-- Start TEXT PASSAGE --
The São Francisco river and its basin play a key role to the development of Brazil. The São Francisco is the only river that crosses the semi-arid Northeast part of the country without drying up. Its waters shall convey
life and wealth, not death and plight. Lots of national and international money and time, and entire lives of dedicated people have been invested in the development of the region. Now all these efforts are being jeopardized by a single mining project that threatens the region with mass poisoning.

*We take into account that World Bank considers it as inconvenient to have its name involved as a contributor to the environmental degradation of a city’s water resources and the plight of a whole region, even though World Bank would not admit direct responsibility for the potential chronic
poisoning by arsenic of thousands of people**. *

* *

In 2003, an independent review commissioned by the World Bank (the
Extractive Industries Report, EIR, released November 25), recommends steps
forward in regulating the mining industry, recognizing local people's rights
and implementing “best practice.” **

However many organizations such as Friends of the Earth International believe that the World Bank should withdraw from large-scale mining altogether: “Development finance should instead be used to support job transition, mine closure, reparations payment and alternative solutions such as re-use, recycling and reducing consumption.”
-- End TEXT PASSAGE --
-- Start SOURCE DATA --
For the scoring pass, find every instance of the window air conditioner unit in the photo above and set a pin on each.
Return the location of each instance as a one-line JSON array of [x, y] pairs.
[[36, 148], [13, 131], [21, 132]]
-- End SOURCE DATA --
→ PROMPT:
Answer these questions from the text about the São Francisco river basin:
1. Which river is described as the only one that crosses Brazil's semi-arid Northeast without drying up?
2. What is the name of the independent review commissioned by the World Bank, and on what date was it released?
3. Which organization is named as believing the World Bank should withdraw from large-scale mining?

→ WRITTEN RESPONSE:
1. The São Francisco river.
2. The Extractive Industries Report (EIR), released November 25, 2003.
3. Friends of the Earth International.